Exercise description: Reproduce every item below word for word, keeping each line unchanged and in its original order.

Data for this exercise:
──────────────────────────────
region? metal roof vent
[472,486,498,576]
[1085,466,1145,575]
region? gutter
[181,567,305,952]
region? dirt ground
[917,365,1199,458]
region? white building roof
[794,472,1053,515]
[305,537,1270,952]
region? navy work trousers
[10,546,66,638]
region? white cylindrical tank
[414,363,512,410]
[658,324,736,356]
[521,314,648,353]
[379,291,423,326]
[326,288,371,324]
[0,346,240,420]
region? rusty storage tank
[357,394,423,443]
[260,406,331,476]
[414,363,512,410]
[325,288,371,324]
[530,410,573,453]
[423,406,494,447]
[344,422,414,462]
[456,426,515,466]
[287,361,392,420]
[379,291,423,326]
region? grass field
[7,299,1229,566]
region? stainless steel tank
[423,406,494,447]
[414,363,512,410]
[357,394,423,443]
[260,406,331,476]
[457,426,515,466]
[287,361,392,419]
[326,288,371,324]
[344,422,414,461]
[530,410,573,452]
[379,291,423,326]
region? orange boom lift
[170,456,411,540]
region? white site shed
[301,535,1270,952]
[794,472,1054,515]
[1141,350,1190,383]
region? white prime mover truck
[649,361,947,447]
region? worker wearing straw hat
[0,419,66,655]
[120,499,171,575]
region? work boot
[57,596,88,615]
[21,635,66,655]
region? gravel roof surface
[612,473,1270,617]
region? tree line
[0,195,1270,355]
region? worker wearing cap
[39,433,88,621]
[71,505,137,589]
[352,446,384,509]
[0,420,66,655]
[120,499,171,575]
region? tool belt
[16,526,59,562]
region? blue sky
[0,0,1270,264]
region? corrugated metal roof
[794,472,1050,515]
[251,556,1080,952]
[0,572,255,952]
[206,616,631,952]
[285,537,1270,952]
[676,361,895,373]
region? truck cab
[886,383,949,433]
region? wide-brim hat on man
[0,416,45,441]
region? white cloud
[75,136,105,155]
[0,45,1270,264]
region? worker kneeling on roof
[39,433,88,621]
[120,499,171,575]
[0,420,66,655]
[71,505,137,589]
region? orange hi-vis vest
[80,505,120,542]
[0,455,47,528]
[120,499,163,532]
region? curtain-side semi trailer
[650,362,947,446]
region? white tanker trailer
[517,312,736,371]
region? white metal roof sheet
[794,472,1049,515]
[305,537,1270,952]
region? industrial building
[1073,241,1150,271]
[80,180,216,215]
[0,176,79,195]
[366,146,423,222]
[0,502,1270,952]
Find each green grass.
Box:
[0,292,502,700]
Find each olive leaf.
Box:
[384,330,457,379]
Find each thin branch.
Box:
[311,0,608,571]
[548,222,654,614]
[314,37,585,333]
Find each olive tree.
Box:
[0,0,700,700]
──────────────────────────────
Response:
region? metal roof vent
[472,486,498,576]
[1085,466,1145,575]
region? gutter
[181,567,305,952]
region? dirt ground
[917,365,1199,458]
region? white building roof
[794,472,1053,515]
[305,537,1270,952]
region? navy work trousers
[10,546,66,638]
region? white cylindrical tank
[414,363,512,410]
[658,324,736,356]
[521,314,648,353]
[379,291,423,326]
[326,288,371,324]
[0,346,240,420]
region? rusty storage tank
[357,394,423,443]
[260,406,331,476]
[414,363,512,410]
[325,288,371,324]
[530,410,573,453]
[423,406,494,447]
[344,422,414,462]
[456,426,515,466]
[287,361,392,420]
[379,291,423,326]
region? grass field
[7,299,1229,566]
region? stainless steel tank
[423,406,494,447]
[414,363,512,410]
[357,394,423,443]
[260,406,331,476]
[457,426,515,466]
[287,361,392,419]
[326,288,371,324]
[344,422,414,461]
[530,410,573,452]
[379,291,423,326]
region? orange boom lift
[170,456,411,540]
region? white site shed
[301,535,1270,952]
[794,472,1054,515]
[1141,350,1190,383]
region? white prime mover truck
[649,361,947,447]
region? worker wearing straw hat
[0,419,66,655]
[120,499,171,575]
region? work boot
[57,596,88,615]
[21,635,66,655]
region? gravel roof surface
[612,473,1270,617]
region? tree line
[0,195,1270,355]
region? worker wearing cap
[39,433,88,621]
[71,505,137,589]
[352,446,384,509]
[0,420,66,655]
[120,499,171,575]
region? tool belt
[16,526,59,562]
region? blue sky
[0,0,1270,264]
region? corrugated metal roof
[794,472,1050,515]
[251,556,1080,952]
[0,572,255,952]
[206,616,631,952]
[285,537,1270,952]
[676,361,895,373]
region? truck cab
[886,383,949,433]
region? wide-brim hat on man
[0,416,45,441]
region? white cloud
[75,136,105,155]
[0,45,1270,264]
region? worker kneeling on roof
[39,433,88,621]
[120,499,171,575]
[0,420,66,655]
[71,505,137,589]
region? orange hi-vis vest
[80,505,120,542]
[0,455,47,528]
[120,499,163,532]
region? curtain-side semi trailer
[650,362,947,446]
region? white tanker trailer
[517,312,736,371]
region? white metal roof sheet
[794,472,1049,515]
[305,537,1270,952]
region? industrial building
[1073,241,1150,271]
[80,180,216,215]
[0,176,79,195]
[366,146,423,222]
[0,502,1270,952]
Find each green grass.
Box:
[0,292,502,700]
Find each olive leaf.
Box:
[384,330,457,379]
Find each thin branch.
Box:
[311,0,608,571]
[548,222,654,614]
[314,37,585,333]
Find each olive tree.
Box:
[0,0,700,700]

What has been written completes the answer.